-- START DATA IN THIS EXERCISE --
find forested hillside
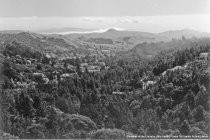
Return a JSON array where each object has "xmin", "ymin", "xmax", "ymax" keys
[{"xmin": 1, "ymin": 35, "xmax": 210, "ymax": 139}]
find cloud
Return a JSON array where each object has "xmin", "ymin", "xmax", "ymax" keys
[{"xmin": 0, "ymin": 15, "xmax": 210, "ymax": 32}]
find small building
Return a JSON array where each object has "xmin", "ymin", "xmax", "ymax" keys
[{"xmin": 199, "ymin": 53, "xmax": 210, "ymax": 60}]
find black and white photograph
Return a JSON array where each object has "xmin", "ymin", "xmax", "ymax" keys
[{"xmin": 0, "ymin": 0, "xmax": 210, "ymax": 140}]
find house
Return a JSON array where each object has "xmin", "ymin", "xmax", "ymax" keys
[{"xmin": 199, "ymin": 53, "xmax": 210, "ymax": 60}]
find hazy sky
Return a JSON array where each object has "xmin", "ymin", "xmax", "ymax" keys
[{"xmin": 0, "ymin": 0, "xmax": 210, "ymax": 32}]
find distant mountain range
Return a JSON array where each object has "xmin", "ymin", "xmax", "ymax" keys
[{"xmin": 0, "ymin": 28, "xmax": 210, "ymax": 56}]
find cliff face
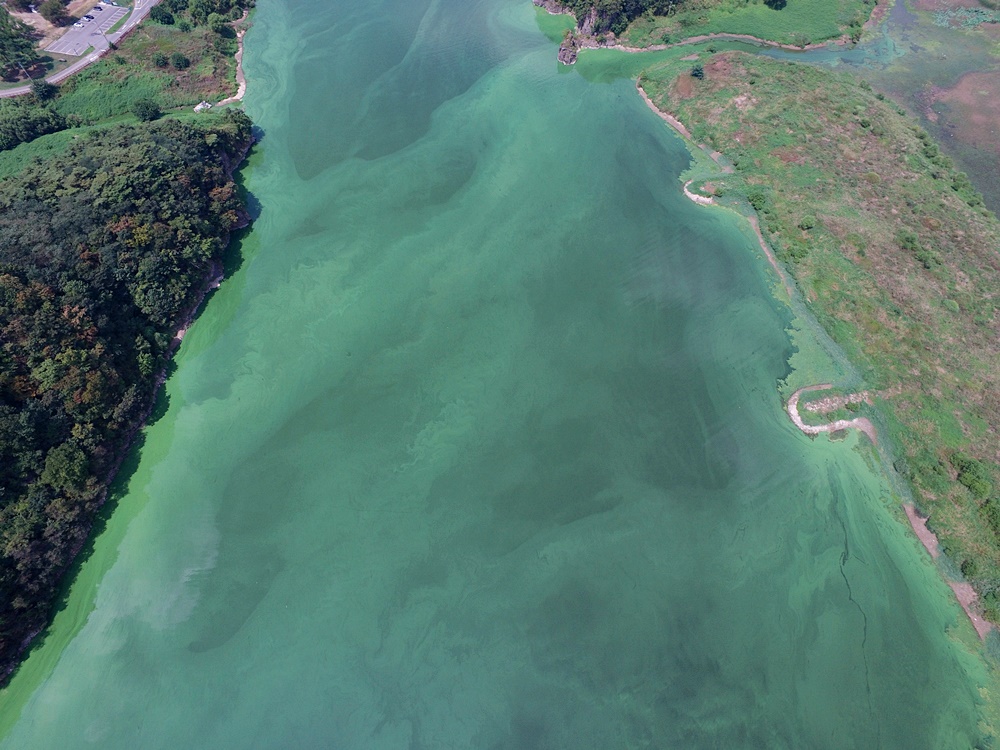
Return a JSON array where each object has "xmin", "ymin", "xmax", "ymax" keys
-- END DATA IN THIS EXERCISE --
TASK INSTRUCTIONS »
Please rewrite all of the entries above with "find" swapped for "locate", keeping everything else the same and leaving the pictures out.

TASK OUTPUT »
locate forested hillside
Return a JSON array where each object has "xmin", "ymin", "xmax", "ymax" keys
[{"xmin": 1, "ymin": 35, "xmax": 210, "ymax": 139}]
locate cloud
Return a JSON array where each object has "xmin", "ymin", "xmax", "ymax" keys
[{"xmin": 0, "ymin": 15, "xmax": 210, "ymax": 32}]
locate small building
Return a JSON array where each object has "xmin", "ymin", "xmax", "ymax" keys
[{"xmin": 199, "ymin": 53, "xmax": 210, "ymax": 60}]
locate black and white photograph
Return a JSON array where each object has "xmin", "ymin", "xmax", "ymax" keys
[{"xmin": 0, "ymin": 0, "xmax": 210, "ymax": 140}]
locate house
Return a JSON array where each object has "xmin", "ymin", "xmax", "ymax" keys
[{"xmin": 199, "ymin": 53, "xmax": 210, "ymax": 60}]
locate hazy sky
Return a JSON array where each object has "xmin", "ymin", "xmax", "ymax" keys
[{"xmin": 0, "ymin": 0, "xmax": 210, "ymax": 32}]
locate distant mountain range
Return a JSON array where each object has "xmin", "ymin", "xmax", "ymax" keys
[{"xmin": 0, "ymin": 28, "xmax": 210, "ymax": 56}]
locate cliff face
Return a JSON array where each object has "xmin", "ymin", "xmax", "ymax" keys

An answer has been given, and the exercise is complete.